==== Supplied records ====

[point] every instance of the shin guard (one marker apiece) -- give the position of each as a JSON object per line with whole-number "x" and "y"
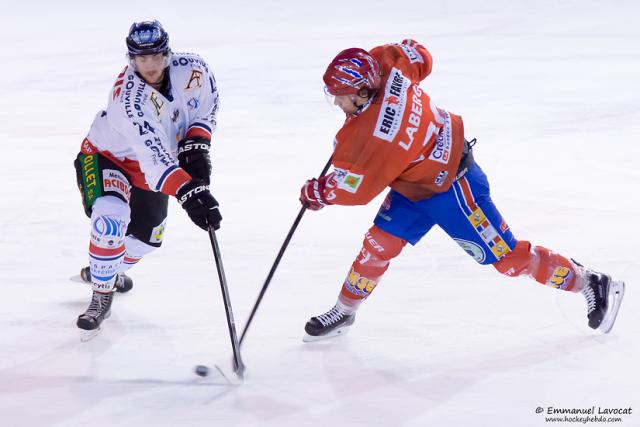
{"x": 540, "y": 263}
{"x": 378, "y": 249}
{"x": 109, "y": 221}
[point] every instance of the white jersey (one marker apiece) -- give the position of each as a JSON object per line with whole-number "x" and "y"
{"x": 141, "y": 127}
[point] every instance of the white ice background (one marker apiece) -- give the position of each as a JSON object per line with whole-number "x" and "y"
{"x": 550, "y": 89}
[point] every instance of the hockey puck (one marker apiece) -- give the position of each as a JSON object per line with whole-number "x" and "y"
{"x": 202, "y": 370}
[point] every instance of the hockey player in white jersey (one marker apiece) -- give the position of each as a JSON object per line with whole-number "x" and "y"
{"x": 151, "y": 142}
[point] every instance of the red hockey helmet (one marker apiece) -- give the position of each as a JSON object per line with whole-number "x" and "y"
{"x": 351, "y": 70}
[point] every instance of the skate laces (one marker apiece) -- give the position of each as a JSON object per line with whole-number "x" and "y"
{"x": 98, "y": 303}
{"x": 332, "y": 316}
{"x": 590, "y": 296}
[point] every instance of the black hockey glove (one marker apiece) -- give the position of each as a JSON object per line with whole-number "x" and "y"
{"x": 193, "y": 157}
{"x": 202, "y": 208}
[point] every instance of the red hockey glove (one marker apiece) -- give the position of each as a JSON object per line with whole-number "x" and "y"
{"x": 312, "y": 194}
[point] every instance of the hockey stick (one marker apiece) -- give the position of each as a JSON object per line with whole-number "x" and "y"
{"x": 238, "y": 366}
{"x": 278, "y": 258}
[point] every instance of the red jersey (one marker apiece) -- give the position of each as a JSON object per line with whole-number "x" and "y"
{"x": 399, "y": 139}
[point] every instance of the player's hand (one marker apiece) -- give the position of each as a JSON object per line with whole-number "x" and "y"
{"x": 201, "y": 206}
{"x": 193, "y": 157}
{"x": 312, "y": 194}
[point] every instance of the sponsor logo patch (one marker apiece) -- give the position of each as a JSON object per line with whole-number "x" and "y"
{"x": 157, "y": 103}
{"x": 194, "y": 80}
{"x": 359, "y": 285}
{"x": 114, "y": 180}
{"x": 440, "y": 179}
{"x": 351, "y": 182}
{"x": 193, "y": 103}
{"x": 442, "y": 149}
{"x": 157, "y": 233}
{"x": 472, "y": 249}
{"x": 392, "y": 108}
{"x": 412, "y": 54}
{"x": 561, "y": 278}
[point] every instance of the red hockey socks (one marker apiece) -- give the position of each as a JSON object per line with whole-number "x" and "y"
{"x": 378, "y": 249}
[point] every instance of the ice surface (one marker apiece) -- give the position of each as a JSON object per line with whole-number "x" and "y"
{"x": 549, "y": 88}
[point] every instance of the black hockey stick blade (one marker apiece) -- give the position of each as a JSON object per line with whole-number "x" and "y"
{"x": 278, "y": 258}
{"x": 238, "y": 365}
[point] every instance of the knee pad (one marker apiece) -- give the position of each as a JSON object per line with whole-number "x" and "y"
{"x": 109, "y": 221}
{"x": 380, "y": 245}
{"x": 378, "y": 249}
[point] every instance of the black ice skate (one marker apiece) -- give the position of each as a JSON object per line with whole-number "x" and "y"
{"x": 123, "y": 282}
{"x": 99, "y": 309}
{"x": 330, "y": 324}
{"x": 604, "y": 297}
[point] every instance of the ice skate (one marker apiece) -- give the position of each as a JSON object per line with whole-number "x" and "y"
{"x": 123, "y": 282}
{"x": 604, "y": 297}
{"x": 99, "y": 309}
{"x": 333, "y": 323}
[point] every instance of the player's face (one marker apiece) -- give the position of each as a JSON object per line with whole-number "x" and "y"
{"x": 347, "y": 103}
{"x": 150, "y": 67}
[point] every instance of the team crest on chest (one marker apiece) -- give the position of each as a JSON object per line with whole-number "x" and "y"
{"x": 195, "y": 80}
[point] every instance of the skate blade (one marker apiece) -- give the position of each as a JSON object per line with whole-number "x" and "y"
{"x": 616, "y": 293}
{"x": 335, "y": 333}
{"x": 88, "y": 335}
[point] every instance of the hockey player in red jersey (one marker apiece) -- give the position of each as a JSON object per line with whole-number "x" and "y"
{"x": 394, "y": 136}
{"x": 151, "y": 142}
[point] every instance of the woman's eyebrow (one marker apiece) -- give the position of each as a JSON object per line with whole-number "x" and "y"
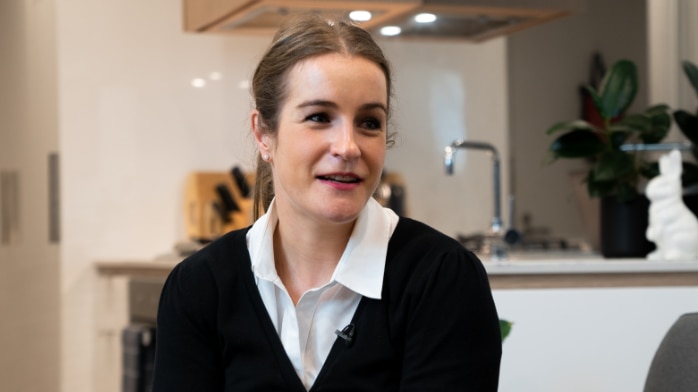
{"x": 317, "y": 102}
{"x": 330, "y": 104}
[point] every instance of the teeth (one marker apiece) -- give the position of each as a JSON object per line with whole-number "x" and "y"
{"x": 341, "y": 178}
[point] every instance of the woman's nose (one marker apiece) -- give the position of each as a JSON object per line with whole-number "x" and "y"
{"x": 344, "y": 144}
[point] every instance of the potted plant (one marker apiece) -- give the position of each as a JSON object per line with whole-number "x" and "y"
{"x": 688, "y": 124}
{"x": 615, "y": 175}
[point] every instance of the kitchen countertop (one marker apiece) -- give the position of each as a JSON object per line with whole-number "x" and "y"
{"x": 577, "y": 270}
{"x": 525, "y": 271}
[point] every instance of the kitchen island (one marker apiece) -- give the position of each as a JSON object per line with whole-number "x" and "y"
{"x": 544, "y": 270}
{"x": 581, "y": 323}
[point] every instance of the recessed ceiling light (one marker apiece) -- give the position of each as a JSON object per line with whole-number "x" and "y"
{"x": 391, "y": 30}
{"x": 424, "y": 17}
{"x": 360, "y": 16}
{"x": 198, "y": 83}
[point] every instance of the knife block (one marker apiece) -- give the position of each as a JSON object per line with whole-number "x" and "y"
{"x": 203, "y": 222}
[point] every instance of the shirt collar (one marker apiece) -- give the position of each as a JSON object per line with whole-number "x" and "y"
{"x": 362, "y": 264}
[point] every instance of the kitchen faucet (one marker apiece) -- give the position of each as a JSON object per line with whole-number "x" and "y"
{"x": 496, "y": 237}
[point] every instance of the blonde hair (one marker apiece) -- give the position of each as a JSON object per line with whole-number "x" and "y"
{"x": 299, "y": 38}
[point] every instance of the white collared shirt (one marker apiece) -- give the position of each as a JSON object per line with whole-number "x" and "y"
{"x": 307, "y": 330}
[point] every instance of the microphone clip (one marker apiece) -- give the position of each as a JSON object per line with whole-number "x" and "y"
{"x": 346, "y": 334}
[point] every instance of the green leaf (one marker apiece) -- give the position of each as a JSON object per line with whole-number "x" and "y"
{"x": 618, "y": 137}
{"x": 618, "y": 89}
{"x": 613, "y": 165}
{"x": 505, "y": 328}
{"x": 569, "y": 125}
{"x": 657, "y": 109}
{"x": 661, "y": 123}
{"x": 691, "y": 72}
{"x": 577, "y": 144}
{"x": 637, "y": 122}
{"x": 688, "y": 124}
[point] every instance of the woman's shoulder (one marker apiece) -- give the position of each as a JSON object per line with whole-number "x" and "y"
{"x": 415, "y": 236}
{"x": 217, "y": 259}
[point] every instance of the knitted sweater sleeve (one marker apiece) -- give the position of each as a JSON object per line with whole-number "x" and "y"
{"x": 187, "y": 356}
{"x": 448, "y": 321}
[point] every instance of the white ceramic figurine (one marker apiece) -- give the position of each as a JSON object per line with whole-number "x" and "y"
{"x": 672, "y": 226}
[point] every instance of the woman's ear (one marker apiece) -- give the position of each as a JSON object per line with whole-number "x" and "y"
{"x": 261, "y": 134}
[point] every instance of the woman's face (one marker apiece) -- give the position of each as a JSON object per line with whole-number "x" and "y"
{"x": 327, "y": 156}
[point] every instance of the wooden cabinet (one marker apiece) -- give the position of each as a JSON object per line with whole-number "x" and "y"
{"x": 471, "y": 20}
{"x": 264, "y": 16}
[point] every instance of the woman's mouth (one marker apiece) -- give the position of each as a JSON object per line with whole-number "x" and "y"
{"x": 340, "y": 178}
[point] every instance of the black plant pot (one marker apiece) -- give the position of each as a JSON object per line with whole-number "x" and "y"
{"x": 623, "y": 228}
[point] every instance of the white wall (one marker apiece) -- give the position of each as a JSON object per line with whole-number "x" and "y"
{"x": 582, "y": 340}
{"x": 547, "y": 65}
{"x": 132, "y": 127}
{"x": 29, "y": 262}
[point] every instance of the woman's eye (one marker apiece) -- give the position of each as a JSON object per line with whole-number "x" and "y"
{"x": 371, "y": 124}
{"x": 318, "y": 117}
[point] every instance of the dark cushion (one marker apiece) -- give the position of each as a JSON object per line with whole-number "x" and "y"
{"x": 674, "y": 367}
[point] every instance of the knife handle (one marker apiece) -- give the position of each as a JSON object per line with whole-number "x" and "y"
{"x": 241, "y": 182}
{"x": 226, "y": 198}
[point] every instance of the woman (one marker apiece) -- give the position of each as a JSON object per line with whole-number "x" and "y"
{"x": 327, "y": 291}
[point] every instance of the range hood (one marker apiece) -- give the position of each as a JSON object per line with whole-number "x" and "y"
{"x": 470, "y": 20}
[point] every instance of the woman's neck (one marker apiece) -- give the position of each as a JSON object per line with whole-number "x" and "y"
{"x": 306, "y": 255}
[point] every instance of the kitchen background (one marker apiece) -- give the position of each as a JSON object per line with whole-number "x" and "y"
{"x": 108, "y": 86}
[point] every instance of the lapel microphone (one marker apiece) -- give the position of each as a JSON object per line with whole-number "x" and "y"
{"x": 346, "y": 334}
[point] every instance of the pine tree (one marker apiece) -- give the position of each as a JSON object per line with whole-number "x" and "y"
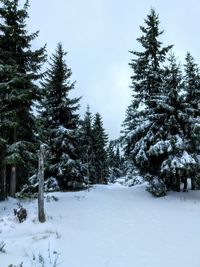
{"x": 15, "y": 51}
{"x": 144, "y": 129}
{"x": 100, "y": 142}
{"x": 59, "y": 121}
{"x": 191, "y": 113}
{"x": 114, "y": 161}
{"x": 87, "y": 146}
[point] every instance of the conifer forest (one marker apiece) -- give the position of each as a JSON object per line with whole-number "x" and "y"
{"x": 129, "y": 201}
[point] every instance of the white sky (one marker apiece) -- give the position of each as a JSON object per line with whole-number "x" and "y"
{"x": 98, "y": 35}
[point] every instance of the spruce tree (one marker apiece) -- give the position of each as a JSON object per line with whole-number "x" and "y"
{"x": 15, "y": 51}
{"x": 100, "y": 142}
{"x": 59, "y": 121}
{"x": 191, "y": 113}
{"x": 145, "y": 134}
{"x": 86, "y": 149}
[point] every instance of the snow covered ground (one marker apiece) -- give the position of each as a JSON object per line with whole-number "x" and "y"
{"x": 110, "y": 226}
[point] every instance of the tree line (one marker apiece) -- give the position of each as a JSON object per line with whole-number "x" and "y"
{"x": 76, "y": 148}
{"x": 161, "y": 135}
{"x": 160, "y": 139}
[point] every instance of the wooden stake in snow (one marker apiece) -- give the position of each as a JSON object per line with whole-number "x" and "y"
{"x": 41, "y": 214}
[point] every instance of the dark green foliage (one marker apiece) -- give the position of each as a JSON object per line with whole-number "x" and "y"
{"x": 115, "y": 162}
{"x": 59, "y": 122}
{"x": 155, "y": 136}
{"x": 100, "y": 142}
{"x": 86, "y": 147}
{"x": 18, "y": 91}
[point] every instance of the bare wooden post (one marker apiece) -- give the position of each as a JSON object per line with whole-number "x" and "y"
{"x": 41, "y": 214}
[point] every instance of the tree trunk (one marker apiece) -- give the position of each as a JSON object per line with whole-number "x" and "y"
{"x": 13, "y": 175}
{"x": 3, "y": 189}
{"x": 41, "y": 214}
{"x": 13, "y": 181}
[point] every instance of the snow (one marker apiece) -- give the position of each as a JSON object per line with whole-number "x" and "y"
{"x": 109, "y": 226}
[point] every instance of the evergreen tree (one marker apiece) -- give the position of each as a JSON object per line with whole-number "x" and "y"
{"x": 100, "y": 142}
{"x": 59, "y": 121}
{"x": 191, "y": 113}
{"x": 20, "y": 92}
{"x": 145, "y": 134}
{"x": 87, "y": 146}
{"x": 114, "y": 161}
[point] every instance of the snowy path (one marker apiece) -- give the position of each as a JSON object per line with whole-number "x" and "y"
{"x": 110, "y": 226}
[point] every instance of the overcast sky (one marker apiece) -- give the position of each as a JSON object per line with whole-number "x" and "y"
{"x": 98, "y": 35}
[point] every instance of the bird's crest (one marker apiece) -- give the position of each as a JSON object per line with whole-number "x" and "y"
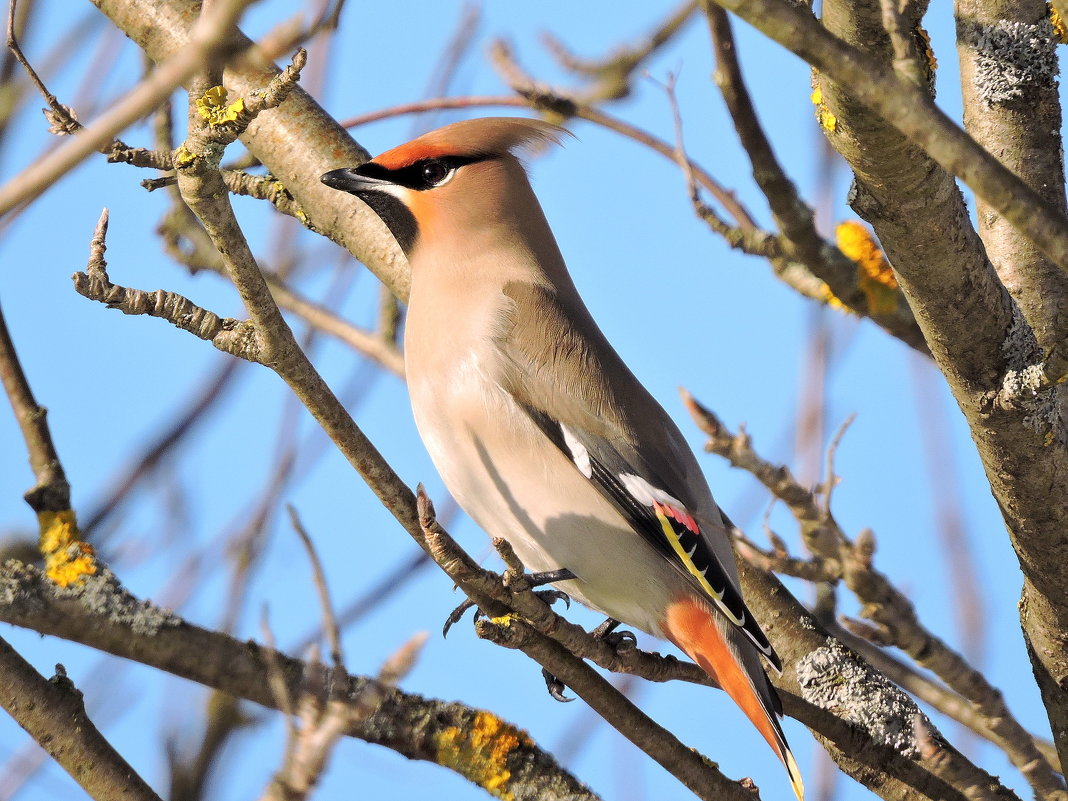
{"x": 486, "y": 137}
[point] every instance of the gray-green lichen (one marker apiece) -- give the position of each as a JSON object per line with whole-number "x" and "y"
{"x": 24, "y": 586}
{"x": 1010, "y": 58}
{"x": 833, "y": 678}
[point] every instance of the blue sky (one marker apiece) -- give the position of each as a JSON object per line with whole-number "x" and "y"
{"x": 679, "y": 305}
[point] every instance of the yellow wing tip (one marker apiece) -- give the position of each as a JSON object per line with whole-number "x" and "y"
{"x": 795, "y": 772}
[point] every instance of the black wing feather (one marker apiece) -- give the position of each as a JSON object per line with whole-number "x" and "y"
{"x": 606, "y": 467}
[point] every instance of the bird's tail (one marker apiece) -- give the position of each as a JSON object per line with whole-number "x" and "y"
{"x": 691, "y": 626}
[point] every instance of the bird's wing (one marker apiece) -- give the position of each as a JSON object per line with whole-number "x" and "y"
{"x": 580, "y": 394}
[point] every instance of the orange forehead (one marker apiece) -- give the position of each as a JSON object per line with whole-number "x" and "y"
{"x": 412, "y": 152}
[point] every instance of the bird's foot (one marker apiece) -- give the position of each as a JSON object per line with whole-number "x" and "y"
{"x": 555, "y": 687}
{"x": 619, "y": 641}
{"x": 457, "y": 613}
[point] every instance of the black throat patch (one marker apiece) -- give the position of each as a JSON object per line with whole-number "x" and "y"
{"x": 395, "y": 215}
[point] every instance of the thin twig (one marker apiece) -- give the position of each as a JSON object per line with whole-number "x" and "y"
{"x": 51, "y": 492}
{"x": 329, "y": 618}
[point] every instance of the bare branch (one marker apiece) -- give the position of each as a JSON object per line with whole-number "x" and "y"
{"x": 55, "y": 716}
{"x": 104, "y": 616}
{"x": 210, "y": 34}
{"x": 909, "y": 109}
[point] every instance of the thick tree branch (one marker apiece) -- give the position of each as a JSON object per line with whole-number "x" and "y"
{"x": 52, "y": 712}
{"x": 909, "y": 109}
{"x": 104, "y": 616}
{"x": 1008, "y": 74}
{"x": 980, "y": 341}
{"x": 837, "y": 559}
{"x": 792, "y": 217}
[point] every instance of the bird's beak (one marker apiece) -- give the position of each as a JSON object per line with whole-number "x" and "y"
{"x": 349, "y": 181}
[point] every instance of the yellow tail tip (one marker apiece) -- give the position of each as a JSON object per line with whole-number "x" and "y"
{"x": 795, "y": 772}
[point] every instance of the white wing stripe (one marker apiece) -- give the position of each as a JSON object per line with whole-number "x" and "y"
{"x": 579, "y": 453}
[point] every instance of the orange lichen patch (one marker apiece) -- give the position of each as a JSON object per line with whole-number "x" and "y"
{"x": 214, "y": 108}
{"x": 1059, "y": 27}
{"x": 67, "y": 559}
{"x": 876, "y": 278}
{"x": 832, "y": 300}
{"x": 482, "y": 751}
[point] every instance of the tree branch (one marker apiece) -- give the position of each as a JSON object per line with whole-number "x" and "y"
{"x": 52, "y": 712}
{"x": 103, "y": 615}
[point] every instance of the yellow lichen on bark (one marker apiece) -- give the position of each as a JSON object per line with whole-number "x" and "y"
{"x": 481, "y": 752}
{"x": 832, "y": 300}
{"x": 827, "y": 121}
{"x": 67, "y": 559}
{"x": 213, "y": 107}
{"x": 875, "y": 277}
{"x": 928, "y": 51}
{"x": 1059, "y": 27}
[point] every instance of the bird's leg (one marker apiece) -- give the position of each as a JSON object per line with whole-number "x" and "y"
{"x": 532, "y": 580}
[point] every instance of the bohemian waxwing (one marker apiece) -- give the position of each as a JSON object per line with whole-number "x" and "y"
{"x": 537, "y": 427}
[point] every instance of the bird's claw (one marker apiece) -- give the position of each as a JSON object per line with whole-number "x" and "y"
{"x": 551, "y": 596}
{"x": 621, "y": 641}
{"x": 548, "y": 577}
{"x": 555, "y": 687}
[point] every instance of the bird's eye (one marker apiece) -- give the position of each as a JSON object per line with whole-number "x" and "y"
{"x": 436, "y": 173}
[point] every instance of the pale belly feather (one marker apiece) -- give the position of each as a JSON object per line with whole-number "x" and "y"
{"x": 518, "y": 485}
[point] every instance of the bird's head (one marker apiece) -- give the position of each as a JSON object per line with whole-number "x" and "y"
{"x": 453, "y": 181}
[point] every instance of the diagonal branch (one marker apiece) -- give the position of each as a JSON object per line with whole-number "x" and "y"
{"x": 52, "y": 712}
{"x": 103, "y": 615}
{"x": 908, "y": 108}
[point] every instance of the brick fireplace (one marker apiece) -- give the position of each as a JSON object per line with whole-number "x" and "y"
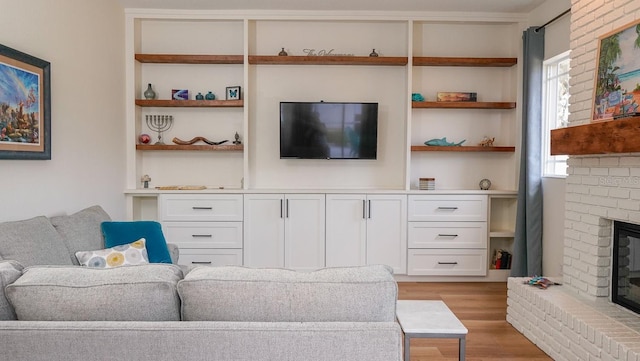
{"x": 577, "y": 320}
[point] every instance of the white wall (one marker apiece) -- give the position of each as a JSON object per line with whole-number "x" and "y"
{"x": 84, "y": 42}
{"x": 553, "y": 189}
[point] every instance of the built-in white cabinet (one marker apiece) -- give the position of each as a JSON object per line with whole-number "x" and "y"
{"x": 284, "y": 230}
{"x": 367, "y": 229}
{"x": 206, "y": 228}
{"x": 447, "y": 235}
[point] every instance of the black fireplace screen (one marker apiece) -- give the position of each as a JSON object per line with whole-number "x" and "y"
{"x": 625, "y": 287}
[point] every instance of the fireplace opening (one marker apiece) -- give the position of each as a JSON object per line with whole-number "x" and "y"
{"x": 626, "y": 265}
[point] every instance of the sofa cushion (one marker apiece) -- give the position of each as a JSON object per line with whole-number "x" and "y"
{"x": 33, "y": 242}
{"x": 233, "y": 293}
{"x": 81, "y": 231}
{"x": 9, "y": 272}
{"x": 119, "y": 233}
{"x": 131, "y": 254}
{"x": 72, "y": 293}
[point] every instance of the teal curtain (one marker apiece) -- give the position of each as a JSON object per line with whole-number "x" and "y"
{"x": 527, "y": 246}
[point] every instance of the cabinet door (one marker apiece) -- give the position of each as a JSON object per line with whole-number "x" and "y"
{"x": 346, "y": 230}
{"x": 264, "y": 230}
{"x": 304, "y": 231}
{"x": 387, "y": 231}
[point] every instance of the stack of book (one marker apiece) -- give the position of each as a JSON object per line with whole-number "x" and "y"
{"x": 501, "y": 259}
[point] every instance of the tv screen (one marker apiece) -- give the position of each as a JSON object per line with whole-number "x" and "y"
{"x": 326, "y": 130}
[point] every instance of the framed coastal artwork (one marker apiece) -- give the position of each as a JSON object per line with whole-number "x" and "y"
{"x": 617, "y": 83}
{"x": 25, "y": 106}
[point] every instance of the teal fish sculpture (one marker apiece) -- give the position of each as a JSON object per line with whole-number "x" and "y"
{"x": 442, "y": 142}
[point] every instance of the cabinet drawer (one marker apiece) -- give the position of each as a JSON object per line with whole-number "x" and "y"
{"x": 447, "y": 262}
{"x": 447, "y": 235}
{"x": 204, "y": 234}
{"x": 200, "y": 207}
{"x": 210, "y": 257}
{"x": 448, "y": 208}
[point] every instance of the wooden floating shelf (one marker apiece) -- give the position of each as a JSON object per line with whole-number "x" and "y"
{"x": 606, "y": 137}
{"x": 453, "y": 61}
{"x": 464, "y": 105}
{"x": 199, "y": 147}
{"x": 328, "y": 60}
{"x": 189, "y": 59}
{"x": 169, "y": 103}
{"x": 430, "y": 148}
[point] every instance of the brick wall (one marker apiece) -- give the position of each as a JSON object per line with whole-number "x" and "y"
{"x": 598, "y": 189}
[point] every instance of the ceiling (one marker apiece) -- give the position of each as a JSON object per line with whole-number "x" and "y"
{"x": 491, "y": 6}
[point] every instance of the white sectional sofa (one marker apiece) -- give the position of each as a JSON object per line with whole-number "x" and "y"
{"x": 51, "y": 310}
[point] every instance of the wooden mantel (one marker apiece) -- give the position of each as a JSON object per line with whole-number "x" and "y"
{"x": 607, "y": 137}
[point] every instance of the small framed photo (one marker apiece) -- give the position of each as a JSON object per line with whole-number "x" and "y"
{"x": 25, "y": 106}
{"x": 233, "y": 93}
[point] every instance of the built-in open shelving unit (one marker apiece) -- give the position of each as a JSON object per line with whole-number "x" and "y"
{"x": 197, "y": 147}
{"x": 171, "y": 103}
{"x": 328, "y": 60}
{"x": 432, "y": 148}
{"x": 189, "y": 59}
{"x": 463, "y": 61}
{"x": 464, "y": 105}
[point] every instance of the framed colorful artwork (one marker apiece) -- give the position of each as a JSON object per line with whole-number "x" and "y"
{"x": 25, "y": 106}
{"x": 233, "y": 93}
{"x": 617, "y": 82}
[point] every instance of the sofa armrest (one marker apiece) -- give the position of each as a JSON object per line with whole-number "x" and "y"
{"x": 174, "y": 251}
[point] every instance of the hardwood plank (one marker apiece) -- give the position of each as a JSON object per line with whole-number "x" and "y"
{"x": 328, "y": 60}
{"x": 614, "y": 136}
{"x": 482, "y": 308}
{"x": 457, "y": 61}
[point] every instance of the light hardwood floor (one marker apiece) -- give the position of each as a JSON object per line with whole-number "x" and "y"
{"x": 482, "y": 308}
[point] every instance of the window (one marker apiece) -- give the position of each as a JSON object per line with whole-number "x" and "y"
{"x": 556, "y": 111}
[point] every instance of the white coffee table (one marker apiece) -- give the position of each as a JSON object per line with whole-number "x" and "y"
{"x": 429, "y": 319}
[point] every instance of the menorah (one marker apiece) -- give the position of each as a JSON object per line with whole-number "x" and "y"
{"x": 159, "y": 124}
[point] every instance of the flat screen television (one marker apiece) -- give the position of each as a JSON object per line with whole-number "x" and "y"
{"x": 328, "y": 130}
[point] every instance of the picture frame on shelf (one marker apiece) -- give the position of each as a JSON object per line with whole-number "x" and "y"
{"x": 232, "y": 93}
{"x": 25, "y": 131}
{"x": 616, "y": 92}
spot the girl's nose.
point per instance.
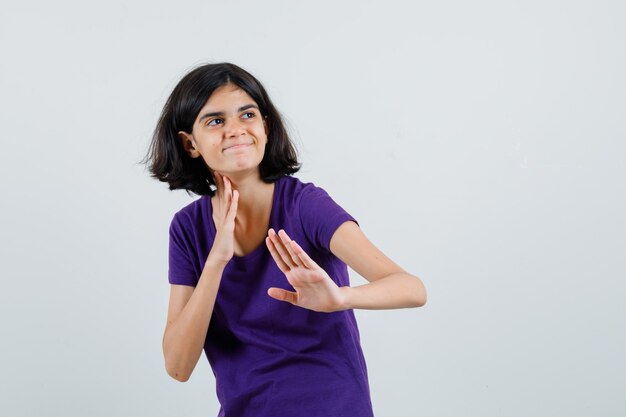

====

» Given problem:
Please extract every line of the records that contains the word "artwork", and note that case counts.

» Finished exercise:
[point] every instance of the framed coastal artwork (one marker apiece) -- give the position of each as a JSON object per line with whole-number "x" and "y"
[point] every instance of the framed colorful artwork (one marker apiece) -- give the position of each as a JSON object per line with whole-number "x" and "y"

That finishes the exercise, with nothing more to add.